Please put the lines below into a JSON list of strings, one string per line, and leave out any blank lines.

Start of EXCERPTED RECORDS

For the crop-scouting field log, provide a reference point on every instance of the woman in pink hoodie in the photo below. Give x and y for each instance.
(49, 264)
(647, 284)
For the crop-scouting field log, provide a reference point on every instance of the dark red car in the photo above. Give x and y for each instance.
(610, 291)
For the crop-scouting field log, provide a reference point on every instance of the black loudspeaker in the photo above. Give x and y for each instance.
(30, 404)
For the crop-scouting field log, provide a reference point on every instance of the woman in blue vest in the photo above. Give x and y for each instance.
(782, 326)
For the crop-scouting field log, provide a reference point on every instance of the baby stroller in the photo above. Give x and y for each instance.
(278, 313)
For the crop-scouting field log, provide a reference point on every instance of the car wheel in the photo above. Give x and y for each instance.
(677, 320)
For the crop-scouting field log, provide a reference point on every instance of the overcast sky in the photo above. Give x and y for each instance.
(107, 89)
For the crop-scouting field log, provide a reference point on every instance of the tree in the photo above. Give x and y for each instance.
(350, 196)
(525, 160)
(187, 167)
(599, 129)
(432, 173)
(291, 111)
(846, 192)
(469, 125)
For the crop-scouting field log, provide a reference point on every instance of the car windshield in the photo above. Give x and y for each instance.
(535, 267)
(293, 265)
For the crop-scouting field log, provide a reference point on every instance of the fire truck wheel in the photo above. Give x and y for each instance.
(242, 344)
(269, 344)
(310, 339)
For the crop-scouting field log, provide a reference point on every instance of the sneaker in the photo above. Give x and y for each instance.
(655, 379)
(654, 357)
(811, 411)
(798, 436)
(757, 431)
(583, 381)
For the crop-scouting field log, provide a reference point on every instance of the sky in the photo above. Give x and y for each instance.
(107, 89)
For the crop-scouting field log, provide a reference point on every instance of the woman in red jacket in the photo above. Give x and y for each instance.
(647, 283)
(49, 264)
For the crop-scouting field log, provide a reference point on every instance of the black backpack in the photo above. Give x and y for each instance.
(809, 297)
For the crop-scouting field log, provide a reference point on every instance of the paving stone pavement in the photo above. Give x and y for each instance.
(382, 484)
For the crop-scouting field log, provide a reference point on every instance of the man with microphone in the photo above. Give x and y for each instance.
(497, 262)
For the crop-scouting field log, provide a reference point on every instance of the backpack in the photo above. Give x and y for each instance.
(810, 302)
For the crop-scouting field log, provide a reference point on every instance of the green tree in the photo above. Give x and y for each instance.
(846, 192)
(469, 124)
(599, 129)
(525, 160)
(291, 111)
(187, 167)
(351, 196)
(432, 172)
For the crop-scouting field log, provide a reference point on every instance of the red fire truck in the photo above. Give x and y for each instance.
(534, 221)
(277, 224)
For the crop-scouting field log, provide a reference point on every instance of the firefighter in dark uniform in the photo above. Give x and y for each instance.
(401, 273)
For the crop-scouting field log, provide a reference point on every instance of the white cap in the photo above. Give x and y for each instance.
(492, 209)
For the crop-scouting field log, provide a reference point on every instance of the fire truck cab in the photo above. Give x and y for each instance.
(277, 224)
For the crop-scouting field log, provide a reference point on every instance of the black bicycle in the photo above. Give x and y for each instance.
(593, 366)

End of EXCERPTED RECORDS

_FINISHED EXERCISE_:
[
  "For the crop-scouting field log, provide a reference point on every instance of the woman in pink hoodie in the photo below. Give x and y for each instance.",
  "(49, 264)",
  "(647, 284)",
  "For the crop-scouting field log, provide a reference point on every instance of the dark red car in the photo above. Give x and y for each instance.",
  "(610, 291)",
  "For the crop-scouting field log, provide a reference point on every instance of the black loudspeaker in the photo above. Give x and y for each instance.",
  "(30, 404)",
  "For the crop-scouting field log, provide a reference point on every instance of the woman in blue vest in the photo above. Give x and y for each instance.",
  "(782, 326)",
  "For the crop-scouting field log, provide a reference point on every instance of the baby stroller in the photo above. Give x and y for each instance.",
  "(278, 313)",
  "For the crop-scouting field log, provide a reference point on every instance of the car wheel in the photo above. Give x and y for each instance.",
  "(677, 320)",
  "For the crop-scouting field log, provide a reference point on every instance of the overcast sky in the photo above. Give x and y for each instance.",
  "(107, 89)",
  "For the crop-scouting field log, provide a reference point on every instance of the tree in the photo above. Give x and y for each instance.",
  "(350, 196)",
  "(525, 160)",
  "(187, 167)",
  "(599, 129)",
  "(432, 173)",
  "(291, 111)",
  "(846, 192)",
  "(469, 125)",
  "For the crop-scouting field log, provide a reference point on every instance of the car windshield in the photo above. Give x and y for each instance.",
  "(535, 267)",
  "(293, 265)",
  "For the crop-scouting field log, provide a reference point on every instance of the fire truck wheel in the photo above. Give x and y for each instance.",
  "(242, 344)",
  "(269, 344)",
  "(310, 339)",
  "For the crop-scouting field log, provide a reference point on every instance of the sneaker in the photo above. Give x and y for each instance.",
  "(655, 379)",
  "(654, 357)",
  "(811, 411)",
  "(798, 436)",
  "(757, 431)",
  "(583, 381)",
  "For the crop-scouting field log, provide a reference point on every instance of the sky in the photo above. Give x and y for each instance.",
  "(107, 89)",
  "For the crop-scouting field log, provide a reference point on every instance of the woman in red jacket in the photo above. Give x and y for each instance.",
  "(647, 283)",
  "(49, 264)",
  "For the crop-scouting field log, provide a reference point on every instance of the black backpack in the photo above. Give x and y for each instance.",
  "(809, 297)",
  "For the crop-scouting field log, provide a reference point on every instance of the paving stone pavement in the photo above. Give x and y for each instance.",
  "(382, 484)",
  "For the crop-scouting field log, provide a reference point on every instance of the man with microphone in the photo above. Give x and y for each instance.",
  "(497, 262)",
  "For the crop-scouting field log, provide a reference point on every instance of the backpack in the photo above. Give x and y for each instance.",
  "(810, 302)",
  "For the crop-scouting field log, provide a reference point on every instance of the green tree in the photo above. Give x and y for each instance.",
  "(846, 192)",
  "(469, 124)",
  "(599, 129)",
  "(525, 160)",
  "(291, 111)",
  "(187, 167)",
  "(351, 196)",
  "(432, 172)",
  "For the crop-scouting field log, provide a reference point on every instance of the red fire truck in the photo above. Give x and y for each instance.",
  "(534, 221)",
  "(277, 224)",
  "For the crop-scouting field log, provide a reference point on every instance of the firefighter in dark uniform in the photo above. Give x and y for each instance.",
  "(401, 273)",
  "For the crop-scouting field log, provide a reference point on every instance of the white cap in the photo above. Give x and y for each instance.",
  "(492, 209)",
  "For the crop-scouting field log, provide a reference point on every instance of the fire truck cab in the photo above. Give x and y for each instance.",
  "(277, 224)",
  "For the crop-scouting field log, provide a reference point on every instance of the black bicycle in the photo above. Give x and y for each instance.",
  "(593, 366)"
]